▶ [Text block]

Providing another perspective on their marriage outside of the family is Lily Briscoe – a young, aspiring painter who is also one of the guests at the holiday home.

Lily is very unsure of her talent as she frets over the form and composition of her paintings. It doesn’t help that Tansley, another guest, quips about how women ‘can neither paint nor write’.

Always (it was in her nature, or in her sex, she did not know which) before she exchanged the fluidity of life for the concentration of painting she had a few moments of nakedness when she seemed like an unborn soul, a soul reft of body, hesitating on some windy pinnacle and exposed without protection to all the blasts of doubt. Why then did she do it?

When she is not looking after her children, Mrs Ramsay spends her energy match-making and thinking about possible alliances. Mrs Ramsay knows she is beautiful but is also aware that her charms are not for everyone.

She bore about with her, she could not help knowing it, the torch of her beauty; she carried it erect into any room that she entered; and after all, veil it as she might, and shrink from the monotony of bearing that it imposed on her, her beauty was apparent. She had been admired. She had been loved….it injured her that he should shrink. It hurt her. And yet not cleanly, not rightly. That was what she minded, coming as it did on top of her discontent with her husband; the sense she had now when Mr Carmichael shuffled past, just nodding to her question….

▶ [Task requirements]
1. In the text about Lily Briscoe and Mrs Ramsay, who quips that women "can neither paint nor write"?
2. Which characters are mentioned by name in the text about Lily Briscoe and Mrs Ramsay? List all of them.

▶ [Data]
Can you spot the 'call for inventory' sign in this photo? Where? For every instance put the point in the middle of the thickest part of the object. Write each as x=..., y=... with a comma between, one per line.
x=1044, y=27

▶ [Outputs for the tasks]
1. Tansley, another guest at the holiday home.

2. Lily Briscoe, Tansley, Mrs Ramsay, Mr Carmichael